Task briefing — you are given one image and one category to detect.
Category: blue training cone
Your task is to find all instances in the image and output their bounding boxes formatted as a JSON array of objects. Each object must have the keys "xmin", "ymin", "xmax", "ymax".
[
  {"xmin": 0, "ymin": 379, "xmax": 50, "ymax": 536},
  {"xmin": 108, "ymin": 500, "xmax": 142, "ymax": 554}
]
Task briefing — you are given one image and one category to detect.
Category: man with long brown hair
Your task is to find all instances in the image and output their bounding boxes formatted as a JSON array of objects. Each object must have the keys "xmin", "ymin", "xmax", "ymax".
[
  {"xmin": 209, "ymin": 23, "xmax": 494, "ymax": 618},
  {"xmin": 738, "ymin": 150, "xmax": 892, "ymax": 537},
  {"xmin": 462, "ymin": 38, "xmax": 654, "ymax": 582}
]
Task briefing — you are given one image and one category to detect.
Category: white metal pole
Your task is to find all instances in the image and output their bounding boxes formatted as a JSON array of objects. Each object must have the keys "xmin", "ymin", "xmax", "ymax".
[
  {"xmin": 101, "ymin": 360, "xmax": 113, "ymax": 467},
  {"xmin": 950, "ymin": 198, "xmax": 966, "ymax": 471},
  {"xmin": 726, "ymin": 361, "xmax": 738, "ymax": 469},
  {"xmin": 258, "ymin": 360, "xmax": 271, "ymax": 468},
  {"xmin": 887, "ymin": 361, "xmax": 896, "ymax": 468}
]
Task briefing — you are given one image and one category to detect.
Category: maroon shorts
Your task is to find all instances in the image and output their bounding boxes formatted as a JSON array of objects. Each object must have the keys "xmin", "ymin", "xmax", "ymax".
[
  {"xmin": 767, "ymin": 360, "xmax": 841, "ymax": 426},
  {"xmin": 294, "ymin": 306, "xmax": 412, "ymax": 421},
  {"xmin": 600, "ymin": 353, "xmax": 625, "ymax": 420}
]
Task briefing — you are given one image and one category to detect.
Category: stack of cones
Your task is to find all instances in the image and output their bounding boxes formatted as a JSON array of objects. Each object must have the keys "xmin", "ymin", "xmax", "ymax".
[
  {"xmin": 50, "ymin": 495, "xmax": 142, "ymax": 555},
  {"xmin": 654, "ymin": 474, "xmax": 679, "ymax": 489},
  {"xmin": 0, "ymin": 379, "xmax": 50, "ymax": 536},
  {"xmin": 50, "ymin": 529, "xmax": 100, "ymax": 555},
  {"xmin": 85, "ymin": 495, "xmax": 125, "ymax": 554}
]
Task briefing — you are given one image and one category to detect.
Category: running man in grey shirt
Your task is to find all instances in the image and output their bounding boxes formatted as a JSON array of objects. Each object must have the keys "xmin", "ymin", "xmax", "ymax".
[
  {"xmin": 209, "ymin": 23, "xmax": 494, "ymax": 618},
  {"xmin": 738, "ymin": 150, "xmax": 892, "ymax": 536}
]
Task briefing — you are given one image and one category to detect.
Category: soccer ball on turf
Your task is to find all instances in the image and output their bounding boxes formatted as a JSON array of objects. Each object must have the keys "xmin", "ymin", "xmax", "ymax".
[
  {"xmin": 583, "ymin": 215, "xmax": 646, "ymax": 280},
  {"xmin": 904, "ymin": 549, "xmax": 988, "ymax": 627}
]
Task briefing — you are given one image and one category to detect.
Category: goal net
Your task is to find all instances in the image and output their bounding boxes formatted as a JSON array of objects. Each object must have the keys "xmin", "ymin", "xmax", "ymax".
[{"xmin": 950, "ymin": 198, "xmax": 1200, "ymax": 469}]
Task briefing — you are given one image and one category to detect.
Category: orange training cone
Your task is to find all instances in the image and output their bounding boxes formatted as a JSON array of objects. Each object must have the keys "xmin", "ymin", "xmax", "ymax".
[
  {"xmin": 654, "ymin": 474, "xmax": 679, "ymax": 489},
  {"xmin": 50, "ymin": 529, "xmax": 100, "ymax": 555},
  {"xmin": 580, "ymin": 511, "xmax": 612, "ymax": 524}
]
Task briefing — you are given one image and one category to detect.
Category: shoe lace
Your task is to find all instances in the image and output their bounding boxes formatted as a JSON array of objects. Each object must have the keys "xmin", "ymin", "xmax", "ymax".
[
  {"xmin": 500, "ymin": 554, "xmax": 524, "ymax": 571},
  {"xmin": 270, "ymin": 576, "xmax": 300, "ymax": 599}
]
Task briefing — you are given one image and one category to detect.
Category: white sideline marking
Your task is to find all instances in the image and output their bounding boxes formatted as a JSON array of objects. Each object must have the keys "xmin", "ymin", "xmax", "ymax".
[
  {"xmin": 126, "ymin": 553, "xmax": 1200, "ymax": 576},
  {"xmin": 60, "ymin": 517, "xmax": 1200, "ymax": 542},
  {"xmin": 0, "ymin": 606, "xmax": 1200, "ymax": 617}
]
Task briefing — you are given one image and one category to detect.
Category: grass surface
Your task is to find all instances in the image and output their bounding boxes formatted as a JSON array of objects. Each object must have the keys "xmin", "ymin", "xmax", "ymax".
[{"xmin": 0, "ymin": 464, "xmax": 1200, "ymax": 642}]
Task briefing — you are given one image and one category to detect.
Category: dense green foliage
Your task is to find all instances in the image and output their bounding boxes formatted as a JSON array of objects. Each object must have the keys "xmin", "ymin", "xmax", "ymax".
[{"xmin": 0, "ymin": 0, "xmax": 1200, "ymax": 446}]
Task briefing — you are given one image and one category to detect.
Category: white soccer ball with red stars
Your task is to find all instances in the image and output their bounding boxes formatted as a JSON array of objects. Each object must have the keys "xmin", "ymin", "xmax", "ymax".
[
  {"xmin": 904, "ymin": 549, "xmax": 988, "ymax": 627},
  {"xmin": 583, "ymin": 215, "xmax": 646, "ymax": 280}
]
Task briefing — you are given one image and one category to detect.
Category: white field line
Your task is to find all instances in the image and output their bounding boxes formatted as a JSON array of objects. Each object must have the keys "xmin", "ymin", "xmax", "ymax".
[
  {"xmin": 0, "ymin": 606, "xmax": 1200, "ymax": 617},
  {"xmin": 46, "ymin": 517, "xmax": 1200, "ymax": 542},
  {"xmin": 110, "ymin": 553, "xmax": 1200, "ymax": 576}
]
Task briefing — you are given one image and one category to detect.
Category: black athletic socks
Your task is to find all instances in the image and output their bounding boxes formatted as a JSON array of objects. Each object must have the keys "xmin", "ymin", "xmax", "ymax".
== == ==
PROBLEMA A RESOLVER: Reúne y copia todas las líneas de los registros anteriores en las que aparezca la palabra "ball".

SOLUCIÓN PROPUESTA:
Category: soccer ball on turf
Category: white soccer ball with red stars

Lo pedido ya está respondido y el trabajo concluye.